* GOAL *
Collect every line in the rows below that contains the word "sandal".

Rows from a dataset for labeling boxes:
-.-.-

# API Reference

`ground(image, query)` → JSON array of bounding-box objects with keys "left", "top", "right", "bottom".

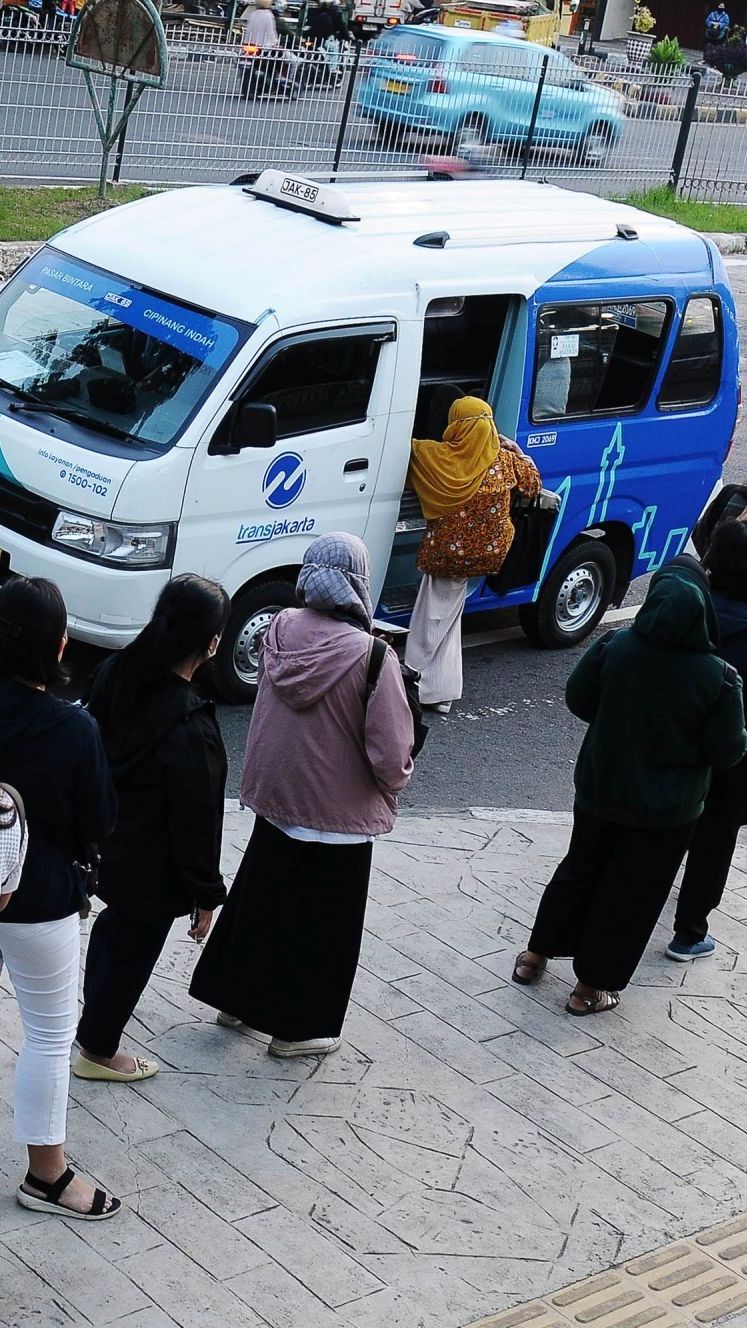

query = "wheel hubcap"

[
  {"left": 234, "top": 604, "right": 280, "bottom": 687},
  {"left": 556, "top": 563, "right": 603, "bottom": 632}
]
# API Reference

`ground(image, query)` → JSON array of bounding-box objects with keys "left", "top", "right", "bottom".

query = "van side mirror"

[{"left": 210, "top": 401, "right": 278, "bottom": 457}]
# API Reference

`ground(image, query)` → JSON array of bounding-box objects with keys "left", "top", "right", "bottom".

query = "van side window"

[
  {"left": 658, "top": 295, "right": 723, "bottom": 406},
  {"left": 245, "top": 332, "right": 384, "bottom": 438},
  {"left": 532, "top": 300, "right": 670, "bottom": 421}
]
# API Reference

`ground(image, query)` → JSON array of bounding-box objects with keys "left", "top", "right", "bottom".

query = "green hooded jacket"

[{"left": 565, "top": 555, "right": 747, "bottom": 829}]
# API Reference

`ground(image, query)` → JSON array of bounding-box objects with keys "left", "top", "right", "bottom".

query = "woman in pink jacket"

[{"left": 190, "top": 534, "right": 413, "bottom": 1056}]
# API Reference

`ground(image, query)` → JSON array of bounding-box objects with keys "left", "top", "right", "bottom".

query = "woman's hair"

[
  {"left": 120, "top": 572, "right": 230, "bottom": 684},
  {"left": 0, "top": 576, "right": 68, "bottom": 687},
  {"left": 704, "top": 521, "right": 747, "bottom": 602}
]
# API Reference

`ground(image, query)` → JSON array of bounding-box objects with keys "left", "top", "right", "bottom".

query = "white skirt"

[{"left": 404, "top": 574, "right": 467, "bottom": 705}]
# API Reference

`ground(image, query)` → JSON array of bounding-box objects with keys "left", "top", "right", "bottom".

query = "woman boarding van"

[{"left": 0, "top": 170, "right": 739, "bottom": 700}]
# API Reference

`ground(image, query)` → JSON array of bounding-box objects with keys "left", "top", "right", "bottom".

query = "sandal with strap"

[
  {"left": 16, "top": 1167, "right": 122, "bottom": 1222},
  {"left": 565, "top": 989, "right": 619, "bottom": 1019},
  {"left": 510, "top": 950, "right": 548, "bottom": 987}
]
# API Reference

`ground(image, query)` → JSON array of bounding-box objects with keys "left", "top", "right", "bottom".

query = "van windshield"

[{"left": 0, "top": 248, "right": 254, "bottom": 453}]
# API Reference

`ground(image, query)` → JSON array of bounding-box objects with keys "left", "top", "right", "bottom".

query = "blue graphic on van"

[
  {"left": 24, "top": 250, "right": 239, "bottom": 368},
  {"left": 262, "top": 452, "right": 306, "bottom": 507},
  {"left": 630, "top": 507, "right": 690, "bottom": 572},
  {"left": 589, "top": 424, "right": 625, "bottom": 526}
]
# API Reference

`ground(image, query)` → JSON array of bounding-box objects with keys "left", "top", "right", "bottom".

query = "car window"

[
  {"left": 532, "top": 300, "right": 671, "bottom": 421},
  {"left": 545, "top": 52, "right": 587, "bottom": 88},
  {"left": 658, "top": 295, "right": 723, "bottom": 406},
  {"left": 370, "top": 31, "right": 444, "bottom": 64},
  {"left": 245, "top": 332, "right": 384, "bottom": 438}
]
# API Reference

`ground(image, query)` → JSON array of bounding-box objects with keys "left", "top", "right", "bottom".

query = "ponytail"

[{"left": 114, "top": 572, "right": 230, "bottom": 687}]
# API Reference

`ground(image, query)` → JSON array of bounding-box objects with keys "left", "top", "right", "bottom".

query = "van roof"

[{"left": 53, "top": 179, "right": 708, "bottom": 324}]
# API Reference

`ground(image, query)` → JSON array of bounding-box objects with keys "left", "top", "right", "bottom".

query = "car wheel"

[
  {"left": 578, "top": 125, "right": 613, "bottom": 166},
  {"left": 518, "top": 539, "right": 617, "bottom": 649},
  {"left": 213, "top": 580, "right": 298, "bottom": 705},
  {"left": 376, "top": 120, "right": 408, "bottom": 153},
  {"left": 451, "top": 116, "right": 490, "bottom": 157}
]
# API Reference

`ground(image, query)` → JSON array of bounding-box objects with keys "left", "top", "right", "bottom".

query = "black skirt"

[{"left": 190, "top": 817, "right": 374, "bottom": 1042}]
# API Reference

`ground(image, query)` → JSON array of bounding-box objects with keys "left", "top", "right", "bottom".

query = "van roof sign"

[{"left": 245, "top": 170, "right": 360, "bottom": 226}]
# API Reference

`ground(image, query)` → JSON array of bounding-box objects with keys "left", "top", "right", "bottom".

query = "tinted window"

[
  {"left": 532, "top": 300, "right": 669, "bottom": 421},
  {"left": 370, "top": 32, "right": 444, "bottom": 64},
  {"left": 659, "top": 295, "right": 723, "bottom": 406},
  {"left": 245, "top": 333, "right": 383, "bottom": 438}
]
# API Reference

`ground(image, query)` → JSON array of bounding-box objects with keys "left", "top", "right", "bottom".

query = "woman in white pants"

[
  {"left": 405, "top": 397, "right": 542, "bottom": 714},
  {"left": 0, "top": 576, "right": 120, "bottom": 1222}
]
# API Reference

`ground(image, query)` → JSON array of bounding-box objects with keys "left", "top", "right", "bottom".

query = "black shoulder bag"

[{"left": 366, "top": 636, "right": 428, "bottom": 760}]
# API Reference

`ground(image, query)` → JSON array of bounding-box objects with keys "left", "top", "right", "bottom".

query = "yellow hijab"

[{"left": 407, "top": 397, "right": 501, "bottom": 521}]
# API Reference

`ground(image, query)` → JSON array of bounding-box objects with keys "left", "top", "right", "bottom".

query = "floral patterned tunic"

[{"left": 417, "top": 449, "right": 542, "bottom": 580}]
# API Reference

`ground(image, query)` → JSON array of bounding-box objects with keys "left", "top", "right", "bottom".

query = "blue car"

[{"left": 358, "top": 24, "right": 625, "bottom": 166}]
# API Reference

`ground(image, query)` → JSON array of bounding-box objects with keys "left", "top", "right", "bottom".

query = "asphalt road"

[{"left": 0, "top": 38, "right": 747, "bottom": 198}]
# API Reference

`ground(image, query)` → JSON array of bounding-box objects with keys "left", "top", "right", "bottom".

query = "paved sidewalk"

[{"left": 0, "top": 805, "right": 747, "bottom": 1328}]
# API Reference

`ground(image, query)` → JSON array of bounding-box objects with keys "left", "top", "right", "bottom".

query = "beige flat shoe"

[{"left": 73, "top": 1052, "right": 160, "bottom": 1084}]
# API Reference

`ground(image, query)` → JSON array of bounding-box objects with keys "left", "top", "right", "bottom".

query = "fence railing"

[{"left": 0, "top": 23, "right": 747, "bottom": 199}]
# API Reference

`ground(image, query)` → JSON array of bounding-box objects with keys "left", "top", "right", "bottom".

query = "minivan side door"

[{"left": 174, "top": 320, "right": 397, "bottom": 595}]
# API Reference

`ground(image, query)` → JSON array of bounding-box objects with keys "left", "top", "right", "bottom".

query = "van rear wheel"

[
  {"left": 213, "top": 580, "right": 298, "bottom": 705},
  {"left": 518, "top": 539, "right": 617, "bottom": 649}
]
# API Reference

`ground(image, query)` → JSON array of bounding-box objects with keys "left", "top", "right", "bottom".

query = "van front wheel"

[
  {"left": 214, "top": 580, "right": 298, "bottom": 705},
  {"left": 518, "top": 539, "right": 617, "bottom": 649}
]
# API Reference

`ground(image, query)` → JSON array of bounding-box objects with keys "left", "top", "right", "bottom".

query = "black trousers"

[
  {"left": 674, "top": 757, "right": 747, "bottom": 942},
  {"left": 77, "top": 900, "right": 174, "bottom": 1057},
  {"left": 529, "top": 807, "right": 694, "bottom": 991}
]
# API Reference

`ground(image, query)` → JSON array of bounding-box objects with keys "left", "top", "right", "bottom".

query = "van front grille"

[{"left": 0, "top": 475, "right": 60, "bottom": 544}]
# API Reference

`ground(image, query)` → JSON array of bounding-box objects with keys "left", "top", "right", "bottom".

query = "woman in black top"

[
  {"left": 0, "top": 576, "right": 120, "bottom": 1220},
  {"left": 73, "top": 575, "right": 229, "bottom": 1082}
]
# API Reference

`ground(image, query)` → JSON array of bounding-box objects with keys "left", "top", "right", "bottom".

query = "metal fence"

[{"left": 0, "top": 25, "right": 747, "bottom": 202}]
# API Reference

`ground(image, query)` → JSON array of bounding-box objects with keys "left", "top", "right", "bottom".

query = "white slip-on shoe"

[{"left": 267, "top": 1037, "right": 343, "bottom": 1056}]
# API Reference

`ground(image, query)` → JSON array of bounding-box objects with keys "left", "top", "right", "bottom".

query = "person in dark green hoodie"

[{"left": 513, "top": 554, "right": 747, "bottom": 1015}]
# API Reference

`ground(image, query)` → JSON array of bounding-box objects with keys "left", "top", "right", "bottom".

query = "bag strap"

[
  {"left": 366, "top": 636, "right": 387, "bottom": 701},
  {"left": 0, "top": 784, "right": 27, "bottom": 843},
  {"left": 722, "top": 660, "right": 739, "bottom": 692}
]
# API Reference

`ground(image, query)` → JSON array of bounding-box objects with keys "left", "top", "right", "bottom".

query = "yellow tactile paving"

[{"left": 471, "top": 1214, "right": 747, "bottom": 1328}]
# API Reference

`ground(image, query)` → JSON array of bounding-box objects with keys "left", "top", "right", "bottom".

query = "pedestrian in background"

[
  {"left": 73, "top": 575, "right": 229, "bottom": 1082},
  {"left": 190, "top": 534, "right": 413, "bottom": 1056},
  {"left": 405, "top": 397, "right": 542, "bottom": 714},
  {"left": 513, "top": 554, "right": 747, "bottom": 1015},
  {"left": 666, "top": 521, "right": 747, "bottom": 963},
  {"left": 0, "top": 576, "right": 120, "bottom": 1220}
]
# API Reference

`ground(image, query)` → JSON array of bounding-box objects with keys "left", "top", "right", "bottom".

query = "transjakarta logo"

[
  {"left": 237, "top": 517, "right": 311, "bottom": 544},
  {"left": 262, "top": 452, "right": 306, "bottom": 507}
]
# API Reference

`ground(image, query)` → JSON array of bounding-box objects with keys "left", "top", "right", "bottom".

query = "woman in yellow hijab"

[{"left": 405, "top": 397, "right": 542, "bottom": 714}]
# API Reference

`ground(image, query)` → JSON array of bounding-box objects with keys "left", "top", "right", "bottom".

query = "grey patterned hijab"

[{"left": 296, "top": 530, "right": 374, "bottom": 631}]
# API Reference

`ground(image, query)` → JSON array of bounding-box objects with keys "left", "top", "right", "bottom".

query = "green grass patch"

[
  {"left": 623, "top": 185, "right": 747, "bottom": 231},
  {"left": 0, "top": 185, "right": 149, "bottom": 240}
]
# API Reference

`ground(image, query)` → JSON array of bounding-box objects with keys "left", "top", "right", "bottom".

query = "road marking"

[{"left": 461, "top": 604, "right": 641, "bottom": 651}]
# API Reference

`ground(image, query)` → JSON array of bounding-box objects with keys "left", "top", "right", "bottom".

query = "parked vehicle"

[
  {"left": 0, "top": 170, "right": 739, "bottom": 700},
  {"left": 358, "top": 24, "right": 625, "bottom": 166}
]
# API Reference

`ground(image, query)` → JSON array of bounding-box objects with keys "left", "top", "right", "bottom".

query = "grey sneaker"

[
  {"left": 215, "top": 1009, "right": 241, "bottom": 1028},
  {"left": 267, "top": 1037, "right": 343, "bottom": 1056}
]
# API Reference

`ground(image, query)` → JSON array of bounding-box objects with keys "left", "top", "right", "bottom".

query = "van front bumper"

[{"left": 0, "top": 526, "right": 170, "bottom": 649}]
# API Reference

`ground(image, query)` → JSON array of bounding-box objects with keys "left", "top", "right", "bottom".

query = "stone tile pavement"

[{"left": 0, "top": 805, "right": 747, "bottom": 1328}]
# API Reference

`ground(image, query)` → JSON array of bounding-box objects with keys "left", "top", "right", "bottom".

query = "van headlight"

[{"left": 52, "top": 511, "right": 175, "bottom": 567}]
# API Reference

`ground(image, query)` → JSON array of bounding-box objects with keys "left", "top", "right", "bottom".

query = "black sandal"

[
  {"left": 510, "top": 950, "right": 548, "bottom": 987},
  {"left": 565, "top": 988, "right": 619, "bottom": 1019},
  {"left": 16, "top": 1167, "right": 122, "bottom": 1222}
]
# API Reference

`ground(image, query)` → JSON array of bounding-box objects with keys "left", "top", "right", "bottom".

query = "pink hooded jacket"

[{"left": 241, "top": 608, "right": 413, "bottom": 835}]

-.-.-

* WRITTEN SOLUTION *
query = "sandal with strap"
query = "black sandal"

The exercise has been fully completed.